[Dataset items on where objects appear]
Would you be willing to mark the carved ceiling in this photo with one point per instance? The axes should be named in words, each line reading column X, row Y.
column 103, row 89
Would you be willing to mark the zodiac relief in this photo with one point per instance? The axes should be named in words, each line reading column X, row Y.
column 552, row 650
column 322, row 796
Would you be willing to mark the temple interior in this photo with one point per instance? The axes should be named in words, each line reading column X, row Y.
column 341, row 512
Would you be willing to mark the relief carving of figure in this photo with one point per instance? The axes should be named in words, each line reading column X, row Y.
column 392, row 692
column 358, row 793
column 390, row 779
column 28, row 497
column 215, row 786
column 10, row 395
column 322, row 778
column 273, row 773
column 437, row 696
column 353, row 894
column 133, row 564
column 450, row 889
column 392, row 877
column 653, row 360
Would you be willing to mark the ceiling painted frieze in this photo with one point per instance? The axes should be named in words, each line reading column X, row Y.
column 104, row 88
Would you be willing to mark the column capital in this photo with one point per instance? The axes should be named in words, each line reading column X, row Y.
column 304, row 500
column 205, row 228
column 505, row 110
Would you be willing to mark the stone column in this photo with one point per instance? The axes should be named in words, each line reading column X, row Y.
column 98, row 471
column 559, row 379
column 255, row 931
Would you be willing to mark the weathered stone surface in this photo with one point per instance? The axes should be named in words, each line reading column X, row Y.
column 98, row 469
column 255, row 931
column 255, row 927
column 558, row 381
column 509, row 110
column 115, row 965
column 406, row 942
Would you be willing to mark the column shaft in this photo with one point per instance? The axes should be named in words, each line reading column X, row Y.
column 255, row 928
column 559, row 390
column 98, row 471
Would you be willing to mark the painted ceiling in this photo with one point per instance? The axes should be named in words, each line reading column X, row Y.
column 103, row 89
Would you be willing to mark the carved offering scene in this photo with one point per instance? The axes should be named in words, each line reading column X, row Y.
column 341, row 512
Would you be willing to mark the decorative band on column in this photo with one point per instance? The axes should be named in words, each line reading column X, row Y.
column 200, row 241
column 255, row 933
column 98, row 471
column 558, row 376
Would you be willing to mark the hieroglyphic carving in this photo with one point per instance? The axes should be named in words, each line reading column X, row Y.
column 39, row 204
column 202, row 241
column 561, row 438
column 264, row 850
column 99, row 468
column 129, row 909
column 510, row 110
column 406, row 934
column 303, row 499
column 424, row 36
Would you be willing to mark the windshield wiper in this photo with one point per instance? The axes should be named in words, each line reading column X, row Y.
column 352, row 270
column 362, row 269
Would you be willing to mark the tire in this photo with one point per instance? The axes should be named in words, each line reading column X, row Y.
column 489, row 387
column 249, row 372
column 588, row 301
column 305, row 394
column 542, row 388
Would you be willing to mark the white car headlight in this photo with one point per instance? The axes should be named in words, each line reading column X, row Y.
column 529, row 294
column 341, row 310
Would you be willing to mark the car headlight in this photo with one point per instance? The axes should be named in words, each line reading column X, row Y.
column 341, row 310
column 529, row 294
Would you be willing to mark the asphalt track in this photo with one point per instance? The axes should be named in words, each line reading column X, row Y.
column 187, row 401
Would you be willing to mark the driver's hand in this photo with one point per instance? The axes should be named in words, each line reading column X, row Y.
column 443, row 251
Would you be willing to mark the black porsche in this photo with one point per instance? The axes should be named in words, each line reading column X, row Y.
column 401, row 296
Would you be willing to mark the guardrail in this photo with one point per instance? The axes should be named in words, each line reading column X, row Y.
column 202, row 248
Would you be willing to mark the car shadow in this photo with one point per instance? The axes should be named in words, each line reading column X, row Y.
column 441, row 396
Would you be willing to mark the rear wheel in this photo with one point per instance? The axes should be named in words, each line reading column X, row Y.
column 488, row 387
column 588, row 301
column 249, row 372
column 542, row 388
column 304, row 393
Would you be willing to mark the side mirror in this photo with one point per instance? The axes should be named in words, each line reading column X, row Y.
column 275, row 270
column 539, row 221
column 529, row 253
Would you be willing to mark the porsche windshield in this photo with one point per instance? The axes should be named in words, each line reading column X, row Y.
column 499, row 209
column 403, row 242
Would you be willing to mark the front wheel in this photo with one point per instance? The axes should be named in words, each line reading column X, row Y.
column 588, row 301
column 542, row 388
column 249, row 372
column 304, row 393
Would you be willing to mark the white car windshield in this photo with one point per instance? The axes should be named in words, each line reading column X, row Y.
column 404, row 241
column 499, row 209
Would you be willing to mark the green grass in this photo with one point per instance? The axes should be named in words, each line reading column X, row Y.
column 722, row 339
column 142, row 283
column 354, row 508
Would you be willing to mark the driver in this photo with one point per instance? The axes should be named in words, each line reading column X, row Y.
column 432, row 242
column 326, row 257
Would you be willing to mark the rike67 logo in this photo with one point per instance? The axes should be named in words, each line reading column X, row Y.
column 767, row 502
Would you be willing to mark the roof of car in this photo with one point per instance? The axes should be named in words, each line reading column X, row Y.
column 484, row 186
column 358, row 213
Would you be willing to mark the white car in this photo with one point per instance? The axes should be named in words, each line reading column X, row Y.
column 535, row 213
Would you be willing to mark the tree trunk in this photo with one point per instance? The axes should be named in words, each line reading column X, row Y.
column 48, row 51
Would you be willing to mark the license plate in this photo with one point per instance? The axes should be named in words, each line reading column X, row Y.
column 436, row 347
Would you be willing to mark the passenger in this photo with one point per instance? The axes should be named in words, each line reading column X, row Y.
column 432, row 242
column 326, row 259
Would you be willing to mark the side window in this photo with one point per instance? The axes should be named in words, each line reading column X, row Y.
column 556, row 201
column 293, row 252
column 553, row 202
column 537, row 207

WORK TO DO. Rewrite the items from the line with "Would you be willing to mark the passenger" through the end of the items, putting "a single point for each instance" wherever "one point per instance" appears and leaving everything else unchanged.

EXERCISE RESULT.
Would you be willing to mark the passenger in this photo with a single point for each instance? The axes should be named in words, each line reading column X, row Y.
column 432, row 242
column 326, row 259
Would you be willing to mark the side window in this photo with a single point for each instance? The axes should be named in words, each line reading column X, row Y.
column 556, row 201
column 293, row 252
column 553, row 202
column 537, row 207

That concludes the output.